• **Problem**
Set down exactly each line of the entries below, beginning at the one that contains "Form: x=12 y=28" and ending at the last, and no others.

[Stored dataset items]

::::

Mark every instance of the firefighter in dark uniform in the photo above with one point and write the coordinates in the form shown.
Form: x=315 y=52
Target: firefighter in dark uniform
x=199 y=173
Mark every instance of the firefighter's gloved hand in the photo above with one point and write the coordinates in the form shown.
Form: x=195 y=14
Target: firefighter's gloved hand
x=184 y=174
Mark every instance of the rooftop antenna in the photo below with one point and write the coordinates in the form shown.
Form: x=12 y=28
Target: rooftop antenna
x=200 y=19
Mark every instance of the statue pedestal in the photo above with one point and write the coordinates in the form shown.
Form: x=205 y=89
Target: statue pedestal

::::

• **Your solution**
Form: x=12 y=28
Target: rooftop antenna
x=200 y=19
Mark every instance of the statue pedestal in the photo above with one point and write the coordinates in the form shown.
Form: x=205 y=89
Target: statue pedestal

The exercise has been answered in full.